* [Source document]:
◇ ◇ ◇ ◇ ◇

While the theatrical industry was preoccupied with whether last
year’s overall domestic box office could reach 2023’s #Barbenheimer-enhanced $8.9 billion, it should have been more concerned with the overseas marketplace. In 2024, non-domestic revenue fell 10 percent year over year, compared to 3.3 percent in North America. 

 

That decline was driven by a 25 percent drop in China, where economic struggles have impacted local moviegoing and recent U.S. tentpoles
underwhelmed, with none topping $500 million. A stronger dollar is partly to blame, but so is a global populace that has grown less reliant on theaters for their access to American pop culture. The Ryan Gosling–Emily Blunt action-comedy The Fall Guy did $92 million domestic, $181 million worldwide, and ended up with a 51/49 domestic/international split. Meanwhile, the Ryan Reynolds-starring, John Krasinski-directed If netted a
58/42 split, earning $111 million in North America—a terrific result for an original, non-action, kid-targeted flick—but only $192 million worldwide. Likewise, the Daisy Edgar-Jones– and Glen Powell-led Twisters earned a rousing $270 million in North America, but barely cracked $100 million internationally. 

 

By now, Hollywood has largely
written off the Chinese market for most tentpoles, treating a periodic breakout like Alien: Romulus ($351 million worldwide, with $110 million from China) as a pleasant surprise. But the overall non-domestic dip was 10 percent even outside of China, including 17.5 percent in Japan and 10.7 percent in South Korea. 

 

Yes, breakouts like Wonder Woman or Wicked: Part
One
, where the domestic overperformance is such that only adequate overseas grosses are required, still happen. And globally skewed hits like Mufasa: The Lion King—which has earned $382 million out of its current $591 million worldwide cume outside of North America—are still possible. But the notion of a nostalgia franchise like Beetlejuice Beetlejuice playing hard only in North America may presage a durable trend. The once-conventional 40/60 split, even for
domestic successes, can no longer be taken for granted.

◇ ◇ ◇ ◇ ◇

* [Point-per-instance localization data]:
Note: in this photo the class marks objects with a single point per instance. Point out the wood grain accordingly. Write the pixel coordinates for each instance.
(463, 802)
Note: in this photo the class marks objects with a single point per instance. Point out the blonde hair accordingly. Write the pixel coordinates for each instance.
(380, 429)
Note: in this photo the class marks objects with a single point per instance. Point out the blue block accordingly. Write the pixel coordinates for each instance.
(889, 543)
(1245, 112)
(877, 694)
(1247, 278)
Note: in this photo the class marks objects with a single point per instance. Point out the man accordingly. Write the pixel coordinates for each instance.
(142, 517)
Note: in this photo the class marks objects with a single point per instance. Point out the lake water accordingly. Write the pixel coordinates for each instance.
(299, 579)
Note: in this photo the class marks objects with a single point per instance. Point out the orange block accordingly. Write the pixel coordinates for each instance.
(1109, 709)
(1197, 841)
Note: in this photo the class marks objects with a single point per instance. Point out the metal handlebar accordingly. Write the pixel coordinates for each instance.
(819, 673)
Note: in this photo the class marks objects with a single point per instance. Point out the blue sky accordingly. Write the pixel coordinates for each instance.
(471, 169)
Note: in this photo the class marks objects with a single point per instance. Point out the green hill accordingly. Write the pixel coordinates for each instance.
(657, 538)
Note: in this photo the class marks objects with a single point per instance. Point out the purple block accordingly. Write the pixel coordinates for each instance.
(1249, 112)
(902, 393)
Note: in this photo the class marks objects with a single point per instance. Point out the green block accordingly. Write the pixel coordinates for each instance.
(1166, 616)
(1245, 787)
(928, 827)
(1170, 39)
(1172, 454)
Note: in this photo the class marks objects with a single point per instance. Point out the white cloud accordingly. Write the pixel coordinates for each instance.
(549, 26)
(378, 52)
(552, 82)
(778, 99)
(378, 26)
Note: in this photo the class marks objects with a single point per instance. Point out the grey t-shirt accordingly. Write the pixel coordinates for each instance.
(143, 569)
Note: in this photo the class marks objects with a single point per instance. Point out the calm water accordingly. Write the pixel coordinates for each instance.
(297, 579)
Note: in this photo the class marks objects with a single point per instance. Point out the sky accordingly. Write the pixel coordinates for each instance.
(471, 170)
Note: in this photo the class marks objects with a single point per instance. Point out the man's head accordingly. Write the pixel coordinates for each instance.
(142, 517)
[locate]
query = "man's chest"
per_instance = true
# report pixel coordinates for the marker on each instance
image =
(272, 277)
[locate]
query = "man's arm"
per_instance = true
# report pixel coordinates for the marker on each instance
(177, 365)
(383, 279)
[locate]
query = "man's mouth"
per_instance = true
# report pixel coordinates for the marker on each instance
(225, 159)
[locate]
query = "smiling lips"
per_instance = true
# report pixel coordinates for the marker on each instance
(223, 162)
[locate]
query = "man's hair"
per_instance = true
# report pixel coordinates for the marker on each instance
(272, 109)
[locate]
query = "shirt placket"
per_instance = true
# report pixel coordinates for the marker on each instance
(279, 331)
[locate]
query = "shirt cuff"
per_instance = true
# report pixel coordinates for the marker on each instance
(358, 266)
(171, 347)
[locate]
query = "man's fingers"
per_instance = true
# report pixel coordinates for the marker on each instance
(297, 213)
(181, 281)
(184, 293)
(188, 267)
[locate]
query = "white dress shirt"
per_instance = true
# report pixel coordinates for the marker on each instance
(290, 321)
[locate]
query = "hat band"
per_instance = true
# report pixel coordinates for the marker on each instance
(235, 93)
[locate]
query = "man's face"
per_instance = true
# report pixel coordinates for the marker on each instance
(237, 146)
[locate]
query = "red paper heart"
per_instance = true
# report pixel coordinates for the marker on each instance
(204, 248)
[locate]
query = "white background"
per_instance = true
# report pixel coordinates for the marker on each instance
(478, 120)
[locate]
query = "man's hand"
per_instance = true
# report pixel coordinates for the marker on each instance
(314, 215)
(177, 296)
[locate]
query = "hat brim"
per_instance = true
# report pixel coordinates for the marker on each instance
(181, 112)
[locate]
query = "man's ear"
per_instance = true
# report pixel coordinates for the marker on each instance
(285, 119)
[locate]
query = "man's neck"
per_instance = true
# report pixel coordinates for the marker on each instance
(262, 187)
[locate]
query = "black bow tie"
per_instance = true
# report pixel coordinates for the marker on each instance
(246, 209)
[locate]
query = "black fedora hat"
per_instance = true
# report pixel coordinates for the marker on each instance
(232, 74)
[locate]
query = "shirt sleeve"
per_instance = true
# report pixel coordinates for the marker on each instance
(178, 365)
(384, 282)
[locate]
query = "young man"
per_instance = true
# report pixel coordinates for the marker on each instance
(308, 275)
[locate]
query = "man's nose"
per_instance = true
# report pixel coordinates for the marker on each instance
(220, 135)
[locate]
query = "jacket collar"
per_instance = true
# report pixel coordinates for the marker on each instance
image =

◇ ◇ ◇ ◇ ◇

* [Work order]: In one to three sentences, explain what the article on the 2024 overseas box office says drove the fall in non-domestic revenue, and why revenue in China dropped. The items play no part in this.

* [Response to the task]: The fall was driven by a 25 percent drop in China. There, economic struggles hurt local moviegoing and recent U.S. tentpoles underwhelmed, with none topping $500 million.